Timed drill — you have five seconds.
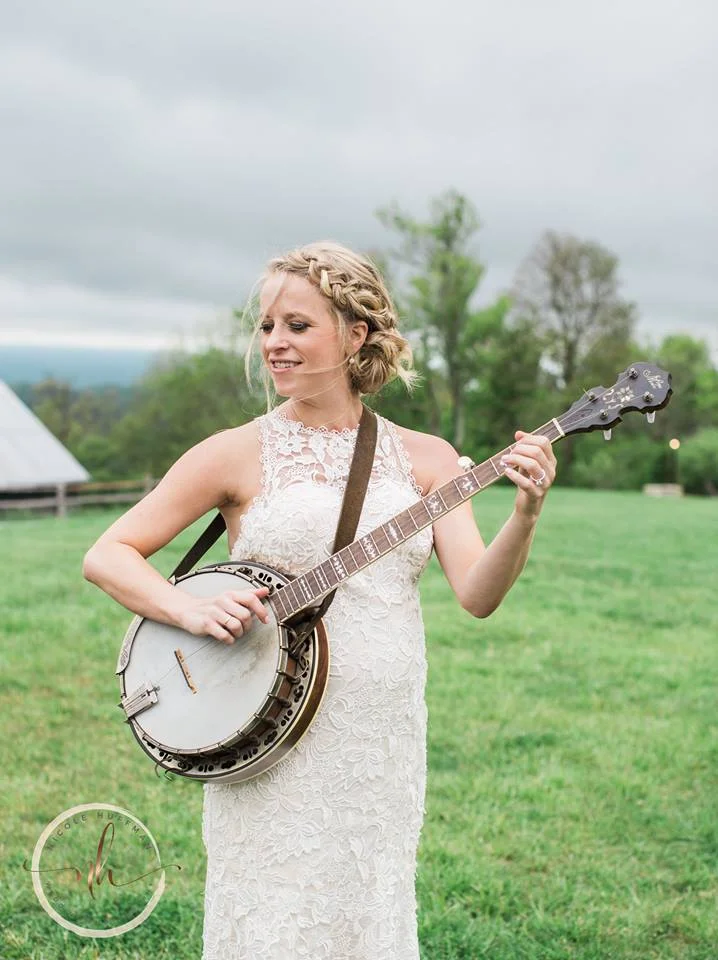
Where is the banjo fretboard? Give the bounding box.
[269,418,565,622]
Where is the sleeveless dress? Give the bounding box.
[202,409,433,960]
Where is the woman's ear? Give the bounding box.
[349,320,369,353]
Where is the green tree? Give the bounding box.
[513,231,636,387]
[377,190,484,447]
[656,333,718,439]
[678,427,718,496]
[512,231,636,482]
[110,347,264,477]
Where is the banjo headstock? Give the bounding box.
[557,363,672,436]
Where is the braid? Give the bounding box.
[267,242,416,394]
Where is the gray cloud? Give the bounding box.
[0,0,718,348]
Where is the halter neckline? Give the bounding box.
[272,407,366,437]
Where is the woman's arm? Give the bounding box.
[424,430,556,617]
[82,424,267,642]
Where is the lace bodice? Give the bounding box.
[232,408,433,581]
[203,410,432,960]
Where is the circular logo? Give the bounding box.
[30,803,176,937]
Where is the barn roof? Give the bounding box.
[0,380,90,490]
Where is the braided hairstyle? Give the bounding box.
[248,241,416,394]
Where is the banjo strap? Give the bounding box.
[170,404,377,637]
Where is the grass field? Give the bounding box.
[0,489,718,960]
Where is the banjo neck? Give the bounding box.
[269,418,566,622]
[268,362,672,623]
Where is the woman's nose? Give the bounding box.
[264,327,288,351]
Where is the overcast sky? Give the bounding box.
[0,0,718,358]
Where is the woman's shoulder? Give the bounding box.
[382,421,459,494]
[188,418,268,504]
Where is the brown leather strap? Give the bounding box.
[302,406,376,637]
[170,405,377,608]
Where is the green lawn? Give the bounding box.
[0,489,718,960]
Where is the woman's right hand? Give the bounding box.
[177,587,269,644]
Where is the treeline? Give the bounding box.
[15,191,718,494]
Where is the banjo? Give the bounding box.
[116,363,672,783]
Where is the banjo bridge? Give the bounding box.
[175,647,197,693]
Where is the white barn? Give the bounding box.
[0,380,90,506]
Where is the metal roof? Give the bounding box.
[0,380,90,490]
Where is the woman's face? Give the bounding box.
[259,273,366,399]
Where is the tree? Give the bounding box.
[513,231,636,482]
[377,190,500,447]
[113,347,263,477]
[657,333,718,438]
[513,231,636,387]
[678,427,718,496]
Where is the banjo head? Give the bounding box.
[118,563,288,755]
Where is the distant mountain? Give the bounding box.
[0,345,161,390]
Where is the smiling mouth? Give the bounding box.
[269,360,299,370]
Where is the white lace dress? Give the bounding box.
[203,410,432,960]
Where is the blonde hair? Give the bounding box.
[245,241,417,394]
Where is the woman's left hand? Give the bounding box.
[501,430,556,517]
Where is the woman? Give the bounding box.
[84,243,556,960]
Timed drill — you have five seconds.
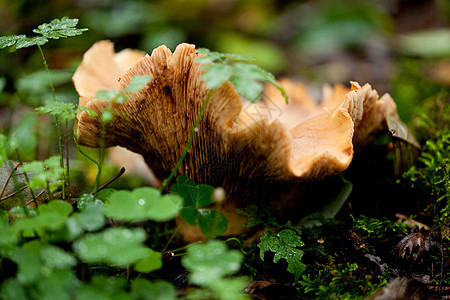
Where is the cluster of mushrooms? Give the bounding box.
[73,41,398,239]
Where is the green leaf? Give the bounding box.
[201,64,233,89]
[258,229,306,281]
[135,249,162,273]
[196,49,289,103]
[97,189,117,203]
[171,175,214,208]
[8,248,42,283]
[9,206,37,218]
[33,17,88,39]
[77,194,103,212]
[299,175,353,227]
[122,75,152,92]
[0,278,27,300]
[104,187,183,222]
[38,200,72,217]
[14,36,48,49]
[171,175,227,238]
[73,227,151,266]
[198,209,227,238]
[14,200,72,237]
[67,203,106,240]
[209,277,250,300]
[0,34,48,52]
[77,275,132,300]
[22,156,64,191]
[16,70,73,95]
[36,101,79,121]
[35,270,80,300]
[230,63,273,102]
[181,240,243,285]
[40,246,77,270]
[0,35,25,49]
[130,278,177,300]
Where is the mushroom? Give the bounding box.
[73,41,397,220]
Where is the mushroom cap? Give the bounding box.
[73,41,396,202]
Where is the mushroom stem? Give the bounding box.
[159,89,214,191]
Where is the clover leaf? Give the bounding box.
[171,175,227,238]
[181,240,243,285]
[73,227,151,266]
[104,187,183,222]
[258,229,306,281]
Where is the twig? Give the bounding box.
[0,163,20,199]
[0,185,26,201]
[91,167,125,194]
[25,189,45,205]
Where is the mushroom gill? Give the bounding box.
[73,41,396,203]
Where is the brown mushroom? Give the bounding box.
[73,41,396,213]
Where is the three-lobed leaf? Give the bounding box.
[196,49,289,103]
[258,229,306,281]
[171,175,227,238]
[73,227,151,266]
[181,240,243,285]
[104,187,183,222]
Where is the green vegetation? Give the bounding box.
[0,0,450,299]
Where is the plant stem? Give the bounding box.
[94,122,106,195]
[63,120,70,199]
[161,222,184,253]
[159,89,214,191]
[16,149,38,207]
[73,118,98,167]
[37,44,65,199]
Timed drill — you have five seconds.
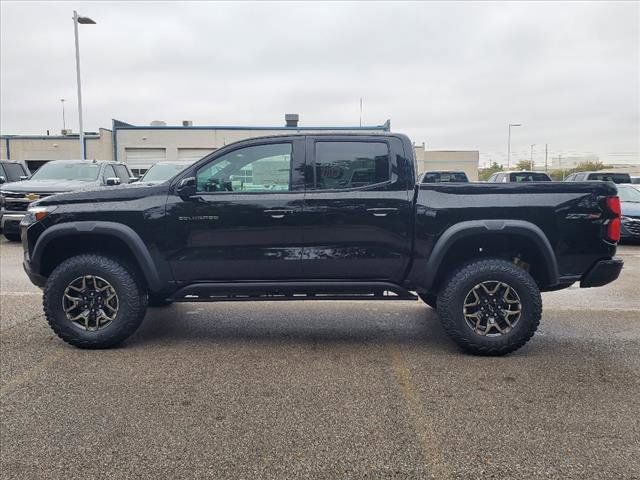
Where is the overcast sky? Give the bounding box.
[0,1,640,163]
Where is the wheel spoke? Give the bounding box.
[62,275,119,332]
[462,280,522,337]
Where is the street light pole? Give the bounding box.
[531,143,536,172]
[73,10,96,160]
[507,123,522,170]
[60,98,67,131]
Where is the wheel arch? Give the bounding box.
[414,220,559,291]
[30,221,163,291]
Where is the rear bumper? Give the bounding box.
[580,257,624,288]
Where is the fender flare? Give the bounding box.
[30,221,163,291]
[416,220,560,291]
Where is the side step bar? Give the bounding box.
[169,281,418,302]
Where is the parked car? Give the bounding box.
[138,162,193,184]
[0,160,31,232]
[487,171,551,183]
[0,160,31,184]
[419,170,469,183]
[0,160,132,241]
[564,172,631,183]
[618,185,640,241]
[21,133,623,355]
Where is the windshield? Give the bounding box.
[422,172,469,183]
[140,163,190,183]
[31,162,100,182]
[618,187,640,203]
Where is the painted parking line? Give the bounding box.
[387,343,453,479]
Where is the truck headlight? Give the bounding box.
[22,206,57,225]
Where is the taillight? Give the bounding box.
[607,197,622,217]
[607,197,621,243]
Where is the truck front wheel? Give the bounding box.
[438,259,542,355]
[43,254,147,348]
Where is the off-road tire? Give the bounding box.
[3,233,20,242]
[42,254,147,349]
[438,258,542,356]
[418,293,438,310]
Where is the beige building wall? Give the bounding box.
[414,145,480,182]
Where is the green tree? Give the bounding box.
[478,162,504,182]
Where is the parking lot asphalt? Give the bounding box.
[0,240,640,480]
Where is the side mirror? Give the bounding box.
[176,177,196,198]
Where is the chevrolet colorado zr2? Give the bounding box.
[20,133,623,355]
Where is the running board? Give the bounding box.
[169,282,418,302]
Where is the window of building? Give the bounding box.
[196,143,292,192]
[4,163,26,182]
[314,141,390,190]
[113,165,131,183]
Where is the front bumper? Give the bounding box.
[22,255,47,288]
[580,257,624,288]
[0,210,27,233]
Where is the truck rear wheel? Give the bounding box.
[43,254,147,348]
[438,259,542,355]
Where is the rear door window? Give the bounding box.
[313,141,391,190]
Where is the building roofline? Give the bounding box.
[0,133,101,142]
[113,119,391,132]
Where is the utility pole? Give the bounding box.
[558,155,564,180]
[531,143,536,172]
[544,143,549,172]
[73,10,96,160]
[507,123,522,170]
[60,98,67,131]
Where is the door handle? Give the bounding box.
[367,208,398,217]
[264,209,294,218]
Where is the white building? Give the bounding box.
[0,115,479,180]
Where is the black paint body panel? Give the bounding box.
[22,134,616,294]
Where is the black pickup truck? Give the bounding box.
[21,134,622,355]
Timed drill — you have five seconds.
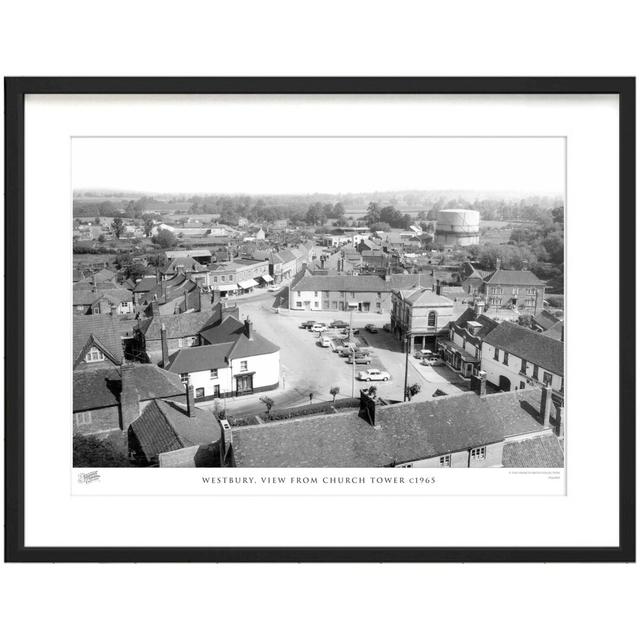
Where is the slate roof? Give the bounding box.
[502,433,564,469]
[129,400,222,460]
[485,269,545,286]
[138,311,213,340]
[73,314,128,366]
[233,389,542,467]
[167,342,233,374]
[73,364,184,411]
[291,273,433,292]
[485,321,564,376]
[398,289,453,307]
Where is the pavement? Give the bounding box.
[199,291,468,416]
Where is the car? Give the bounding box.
[358,369,391,382]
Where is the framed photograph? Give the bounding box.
[5,78,635,562]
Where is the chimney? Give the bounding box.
[220,418,233,467]
[358,390,376,427]
[471,371,487,398]
[160,322,169,368]
[120,363,140,433]
[540,385,553,429]
[244,316,253,340]
[187,384,196,418]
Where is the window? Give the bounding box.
[76,411,91,427]
[84,347,104,362]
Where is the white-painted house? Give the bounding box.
[481,322,564,402]
[166,316,280,401]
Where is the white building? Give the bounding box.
[166,316,280,401]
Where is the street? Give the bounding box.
[207,292,468,415]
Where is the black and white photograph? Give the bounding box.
[68,136,571,470]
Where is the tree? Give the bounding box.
[260,396,275,415]
[142,213,153,238]
[111,218,124,238]
[98,200,116,217]
[407,382,422,401]
[153,229,178,249]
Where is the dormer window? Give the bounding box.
[84,347,104,362]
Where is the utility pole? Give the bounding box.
[404,333,411,402]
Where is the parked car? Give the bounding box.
[358,369,391,382]
[420,356,444,367]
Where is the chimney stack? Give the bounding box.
[358,390,376,427]
[187,384,196,418]
[540,385,553,429]
[160,322,169,369]
[120,363,140,433]
[471,371,487,398]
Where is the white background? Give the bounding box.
[0,1,639,639]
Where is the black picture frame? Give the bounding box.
[4,77,636,562]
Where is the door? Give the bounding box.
[236,375,253,395]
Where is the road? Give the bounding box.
[206,292,466,415]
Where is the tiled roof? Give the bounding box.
[233,390,542,467]
[73,314,126,366]
[486,269,544,286]
[129,400,221,460]
[139,311,213,340]
[398,289,453,307]
[292,273,433,291]
[502,433,564,469]
[485,321,564,376]
[73,364,184,411]
[167,342,233,374]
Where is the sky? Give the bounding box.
[72,137,565,195]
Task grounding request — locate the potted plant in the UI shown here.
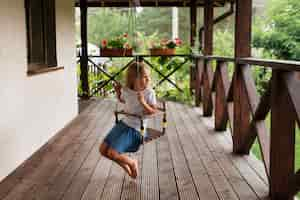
[100,33,132,57]
[150,38,182,56]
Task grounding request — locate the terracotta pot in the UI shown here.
[150,48,175,56]
[100,48,132,57]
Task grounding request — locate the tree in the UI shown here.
[253,0,300,60]
[88,8,128,46]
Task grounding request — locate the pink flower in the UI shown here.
[175,38,182,46]
[160,39,169,46]
[123,42,130,49]
[101,39,107,48]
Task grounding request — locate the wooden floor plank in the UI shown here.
[63,102,114,200]
[121,146,144,200]
[31,100,111,200]
[140,119,159,200]
[156,115,179,200]
[0,101,99,199]
[174,103,238,200]
[196,107,269,199]
[167,103,199,200]
[82,157,112,200]
[0,99,269,200]
[100,162,125,200]
[183,106,258,200]
[1,102,102,200]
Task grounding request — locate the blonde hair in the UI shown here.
[126,62,148,89]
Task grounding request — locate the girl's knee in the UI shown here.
[99,143,108,157]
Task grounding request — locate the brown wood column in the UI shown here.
[202,0,214,116]
[190,0,197,47]
[195,58,204,106]
[80,0,90,99]
[215,61,229,131]
[233,0,252,154]
[270,71,295,200]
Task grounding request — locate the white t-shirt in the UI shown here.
[121,87,156,131]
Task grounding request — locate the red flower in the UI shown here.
[101,39,107,48]
[175,38,182,46]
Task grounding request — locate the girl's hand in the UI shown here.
[137,92,146,104]
[113,82,122,93]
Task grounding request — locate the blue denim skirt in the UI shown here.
[104,121,143,153]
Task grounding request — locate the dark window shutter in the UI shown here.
[26,0,45,64]
[43,0,57,66]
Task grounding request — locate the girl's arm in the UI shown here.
[114,83,125,103]
[138,93,157,115]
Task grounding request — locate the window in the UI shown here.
[25,0,57,72]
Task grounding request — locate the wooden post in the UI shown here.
[202,0,214,116]
[233,0,252,154]
[215,61,229,131]
[203,0,214,56]
[190,0,197,47]
[80,0,90,99]
[195,58,204,106]
[270,71,295,200]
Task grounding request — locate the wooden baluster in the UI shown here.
[195,59,203,106]
[215,61,229,131]
[270,70,295,200]
[233,0,252,154]
[233,64,250,154]
[202,60,213,116]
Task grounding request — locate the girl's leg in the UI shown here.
[99,143,138,178]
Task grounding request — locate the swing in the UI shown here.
[114,0,167,144]
[115,101,167,144]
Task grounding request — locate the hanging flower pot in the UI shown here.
[100,33,132,57]
[150,38,182,56]
[100,48,132,57]
[150,48,175,56]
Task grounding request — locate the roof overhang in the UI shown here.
[75,0,234,7]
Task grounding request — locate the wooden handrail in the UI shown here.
[191,52,300,199]
[236,58,300,71]
[192,55,300,71]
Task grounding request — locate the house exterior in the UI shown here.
[0,0,78,181]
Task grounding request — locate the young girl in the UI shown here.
[99,62,156,178]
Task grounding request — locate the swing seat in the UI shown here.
[115,101,167,144]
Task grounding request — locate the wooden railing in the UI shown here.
[77,56,113,96]
[191,56,300,199]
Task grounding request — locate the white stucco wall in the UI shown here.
[0,0,78,181]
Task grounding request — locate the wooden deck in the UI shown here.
[0,99,269,200]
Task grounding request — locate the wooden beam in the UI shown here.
[190,0,197,47]
[234,0,252,58]
[203,0,214,56]
[233,0,252,154]
[214,61,229,131]
[202,60,213,117]
[75,0,225,7]
[270,70,295,200]
[195,58,204,106]
[80,0,90,99]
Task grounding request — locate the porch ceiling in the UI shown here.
[75,0,234,7]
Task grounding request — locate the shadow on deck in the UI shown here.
[0,99,269,200]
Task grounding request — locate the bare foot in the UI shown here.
[129,159,138,179]
[119,163,132,177]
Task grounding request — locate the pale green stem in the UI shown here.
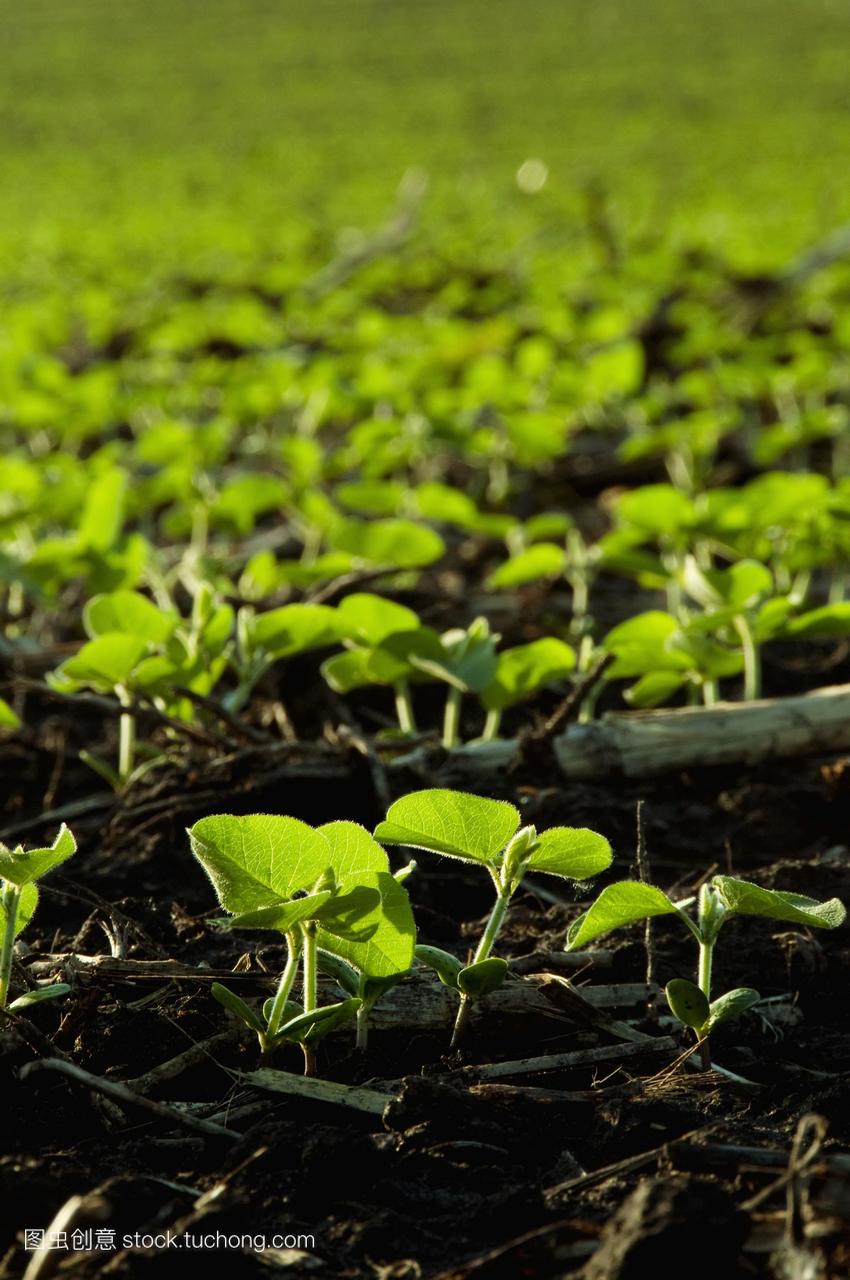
[116,685,136,782]
[301,922,319,1075]
[393,680,416,733]
[481,707,502,742]
[443,685,463,751]
[355,1004,371,1053]
[266,933,305,1039]
[734,613,762,703]
[0,881,20,1009]
[451,892,511,1048]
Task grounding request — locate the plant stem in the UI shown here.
[696,884,714,1071]
[451,892,511,1048]
[0,881,20,1009]
[355,1002,370,1053]
[301,922,319,1075]
[481,707,502,742]
[443,685,463,751]
[393,680,416,733]
[115,685,136,782]
[734,613,762,703]
[266,933,305,1039]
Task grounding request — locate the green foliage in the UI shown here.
[0,823,77,1011]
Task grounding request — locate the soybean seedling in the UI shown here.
[317,855,416,1051]
[0,823,77,1011]
[188,814,392,1075]
[567,876,846,1069]
[375,787,612,1047]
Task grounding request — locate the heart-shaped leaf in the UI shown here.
[712,876,847,929]
[566,881,678,951]
[0,822,77,886]
[664,978,710,1036]
[375,787,520,863]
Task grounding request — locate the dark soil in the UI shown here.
[0,716,850,1280]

■ ■ ■ ■ ■ ■ ■

## SHORT TASK
Return the lines that open with the line containing "Where is the black paint" and close with the line containing "[21,134,622,355]", both ends included, exactly as they are.

## THE REPLY
Where is the black paint body panel? Give the bounding box.
[22,134,616,294]
Where is the black pickup truck? Give the bounding box.
[21,134,622,355]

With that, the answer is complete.